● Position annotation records
· · · · · · ·

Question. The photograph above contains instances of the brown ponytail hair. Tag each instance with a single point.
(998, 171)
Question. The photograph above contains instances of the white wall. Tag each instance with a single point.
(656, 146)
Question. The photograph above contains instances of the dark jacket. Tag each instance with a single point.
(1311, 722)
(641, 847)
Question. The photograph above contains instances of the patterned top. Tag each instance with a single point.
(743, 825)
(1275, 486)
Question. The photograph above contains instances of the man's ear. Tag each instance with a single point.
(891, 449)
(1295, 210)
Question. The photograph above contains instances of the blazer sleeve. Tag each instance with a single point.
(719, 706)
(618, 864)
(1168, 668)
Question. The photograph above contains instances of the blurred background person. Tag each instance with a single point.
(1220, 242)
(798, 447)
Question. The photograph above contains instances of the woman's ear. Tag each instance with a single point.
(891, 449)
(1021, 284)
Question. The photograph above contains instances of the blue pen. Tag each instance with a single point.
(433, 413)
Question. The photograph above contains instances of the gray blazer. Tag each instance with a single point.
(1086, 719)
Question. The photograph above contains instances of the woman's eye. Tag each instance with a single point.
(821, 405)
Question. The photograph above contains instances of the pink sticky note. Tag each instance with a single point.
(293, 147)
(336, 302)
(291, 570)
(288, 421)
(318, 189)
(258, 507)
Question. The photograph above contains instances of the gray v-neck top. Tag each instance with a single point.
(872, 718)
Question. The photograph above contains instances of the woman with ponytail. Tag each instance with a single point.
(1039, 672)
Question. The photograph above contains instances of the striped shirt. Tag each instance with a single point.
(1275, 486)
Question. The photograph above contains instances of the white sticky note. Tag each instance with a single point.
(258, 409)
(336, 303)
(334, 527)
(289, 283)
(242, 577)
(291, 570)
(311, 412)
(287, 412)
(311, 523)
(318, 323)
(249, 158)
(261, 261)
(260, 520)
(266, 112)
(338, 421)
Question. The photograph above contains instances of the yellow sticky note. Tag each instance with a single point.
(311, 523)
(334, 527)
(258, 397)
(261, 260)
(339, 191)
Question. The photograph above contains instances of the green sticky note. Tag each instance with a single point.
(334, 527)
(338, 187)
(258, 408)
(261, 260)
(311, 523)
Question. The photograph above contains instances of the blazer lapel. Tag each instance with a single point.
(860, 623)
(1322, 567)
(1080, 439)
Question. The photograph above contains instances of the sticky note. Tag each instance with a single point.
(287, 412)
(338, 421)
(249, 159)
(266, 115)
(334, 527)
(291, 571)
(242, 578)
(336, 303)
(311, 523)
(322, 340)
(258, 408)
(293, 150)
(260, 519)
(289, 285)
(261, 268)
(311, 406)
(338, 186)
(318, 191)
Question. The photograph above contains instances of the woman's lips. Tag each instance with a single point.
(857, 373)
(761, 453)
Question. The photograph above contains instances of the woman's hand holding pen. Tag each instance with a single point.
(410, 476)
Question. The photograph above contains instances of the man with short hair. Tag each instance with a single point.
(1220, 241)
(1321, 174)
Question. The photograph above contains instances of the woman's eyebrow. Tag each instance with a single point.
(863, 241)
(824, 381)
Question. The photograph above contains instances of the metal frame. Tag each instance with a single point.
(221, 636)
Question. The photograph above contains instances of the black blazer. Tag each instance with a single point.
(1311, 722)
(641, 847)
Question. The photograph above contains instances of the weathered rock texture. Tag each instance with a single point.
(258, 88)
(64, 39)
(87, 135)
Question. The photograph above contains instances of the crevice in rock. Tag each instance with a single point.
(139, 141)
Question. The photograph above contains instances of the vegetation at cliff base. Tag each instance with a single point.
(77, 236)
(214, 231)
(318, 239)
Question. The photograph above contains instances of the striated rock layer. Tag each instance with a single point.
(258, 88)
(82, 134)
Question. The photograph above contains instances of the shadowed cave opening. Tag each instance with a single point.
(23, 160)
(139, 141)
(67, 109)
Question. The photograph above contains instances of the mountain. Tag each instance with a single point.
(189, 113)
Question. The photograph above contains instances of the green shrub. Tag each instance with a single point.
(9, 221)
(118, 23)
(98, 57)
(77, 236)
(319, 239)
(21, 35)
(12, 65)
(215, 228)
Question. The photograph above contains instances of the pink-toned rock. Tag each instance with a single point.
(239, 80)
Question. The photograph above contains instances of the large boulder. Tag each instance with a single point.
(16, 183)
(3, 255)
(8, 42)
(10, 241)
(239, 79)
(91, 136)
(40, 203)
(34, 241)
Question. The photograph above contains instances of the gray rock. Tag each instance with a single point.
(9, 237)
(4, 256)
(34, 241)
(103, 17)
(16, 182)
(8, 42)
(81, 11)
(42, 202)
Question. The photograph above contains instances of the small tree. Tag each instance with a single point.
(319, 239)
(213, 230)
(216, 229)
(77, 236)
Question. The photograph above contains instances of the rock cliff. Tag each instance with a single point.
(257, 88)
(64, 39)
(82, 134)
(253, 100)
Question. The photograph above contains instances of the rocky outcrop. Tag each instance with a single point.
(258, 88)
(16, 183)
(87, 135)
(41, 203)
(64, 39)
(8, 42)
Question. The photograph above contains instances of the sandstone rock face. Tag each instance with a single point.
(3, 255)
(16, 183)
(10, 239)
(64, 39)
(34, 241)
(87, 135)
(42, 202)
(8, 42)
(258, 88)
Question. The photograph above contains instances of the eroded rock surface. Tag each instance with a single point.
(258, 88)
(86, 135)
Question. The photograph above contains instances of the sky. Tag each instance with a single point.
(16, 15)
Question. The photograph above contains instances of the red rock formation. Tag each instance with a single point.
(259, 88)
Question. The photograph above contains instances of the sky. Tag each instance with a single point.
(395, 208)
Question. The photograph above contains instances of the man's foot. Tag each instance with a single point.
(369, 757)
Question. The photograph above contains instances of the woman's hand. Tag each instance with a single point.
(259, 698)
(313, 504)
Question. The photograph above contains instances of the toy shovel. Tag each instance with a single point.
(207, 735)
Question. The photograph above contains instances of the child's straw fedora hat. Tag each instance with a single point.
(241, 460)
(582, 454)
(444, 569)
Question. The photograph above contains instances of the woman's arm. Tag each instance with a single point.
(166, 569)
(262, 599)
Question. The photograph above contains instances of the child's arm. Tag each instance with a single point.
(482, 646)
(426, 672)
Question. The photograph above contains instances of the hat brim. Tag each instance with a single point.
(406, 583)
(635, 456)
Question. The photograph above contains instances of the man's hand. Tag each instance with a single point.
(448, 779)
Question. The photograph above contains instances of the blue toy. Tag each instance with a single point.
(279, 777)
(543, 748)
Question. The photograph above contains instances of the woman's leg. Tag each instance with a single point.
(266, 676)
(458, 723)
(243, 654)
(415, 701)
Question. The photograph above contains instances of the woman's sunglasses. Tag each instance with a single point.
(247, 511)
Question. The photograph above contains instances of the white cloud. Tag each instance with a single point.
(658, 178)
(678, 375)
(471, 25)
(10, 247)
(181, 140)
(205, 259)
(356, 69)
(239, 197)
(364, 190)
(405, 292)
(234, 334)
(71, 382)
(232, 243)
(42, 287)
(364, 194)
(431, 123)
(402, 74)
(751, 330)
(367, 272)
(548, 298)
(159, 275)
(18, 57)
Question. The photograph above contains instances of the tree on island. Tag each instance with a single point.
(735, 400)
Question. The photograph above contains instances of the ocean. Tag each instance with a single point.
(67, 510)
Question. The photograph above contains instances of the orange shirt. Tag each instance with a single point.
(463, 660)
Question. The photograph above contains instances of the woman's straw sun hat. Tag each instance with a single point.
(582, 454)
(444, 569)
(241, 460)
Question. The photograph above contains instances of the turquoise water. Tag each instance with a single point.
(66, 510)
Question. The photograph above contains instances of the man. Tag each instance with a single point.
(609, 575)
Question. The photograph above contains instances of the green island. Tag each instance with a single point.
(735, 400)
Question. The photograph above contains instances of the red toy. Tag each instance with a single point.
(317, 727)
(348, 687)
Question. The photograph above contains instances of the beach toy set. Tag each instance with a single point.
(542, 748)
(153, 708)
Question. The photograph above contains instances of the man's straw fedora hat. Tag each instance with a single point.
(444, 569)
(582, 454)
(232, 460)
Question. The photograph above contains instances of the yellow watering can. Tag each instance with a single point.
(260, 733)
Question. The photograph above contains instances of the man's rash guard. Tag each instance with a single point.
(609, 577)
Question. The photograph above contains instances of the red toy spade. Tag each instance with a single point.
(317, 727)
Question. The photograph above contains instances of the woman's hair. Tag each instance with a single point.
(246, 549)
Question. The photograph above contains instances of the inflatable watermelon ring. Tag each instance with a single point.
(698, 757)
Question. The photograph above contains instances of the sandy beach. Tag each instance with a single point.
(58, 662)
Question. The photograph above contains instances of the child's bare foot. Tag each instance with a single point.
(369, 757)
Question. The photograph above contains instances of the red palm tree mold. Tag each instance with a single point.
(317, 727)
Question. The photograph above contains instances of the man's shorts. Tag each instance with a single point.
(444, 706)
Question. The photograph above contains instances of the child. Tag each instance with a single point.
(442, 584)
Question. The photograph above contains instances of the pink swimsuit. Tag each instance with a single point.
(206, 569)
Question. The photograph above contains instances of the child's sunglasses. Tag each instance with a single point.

· · · · · · ·

● EXERCISE INSTRUCTIONS
Take the line that contains "mold. Tag each instance with a single point." and every line after it through the end of the listing above, and repeat them exactly.

● THE RESULT
Question. The photograph above contains instances of the red palm tree mold. Tag each instance with a single point.
(317, 727)
Question. The photograph above contains instances of the man's shorts. Tag each instance with a single point.
(444, 706)
Question. The photograph above contains instances of the child. Tag each instance with a single point.
(442, 584)
Question. The photograph above contains instances of the pink swimsuit. Tag each instance with a single point.
(206, 569)
Question. The photograph above contains instances of the child's sunglasses. Tag each instance with a single point.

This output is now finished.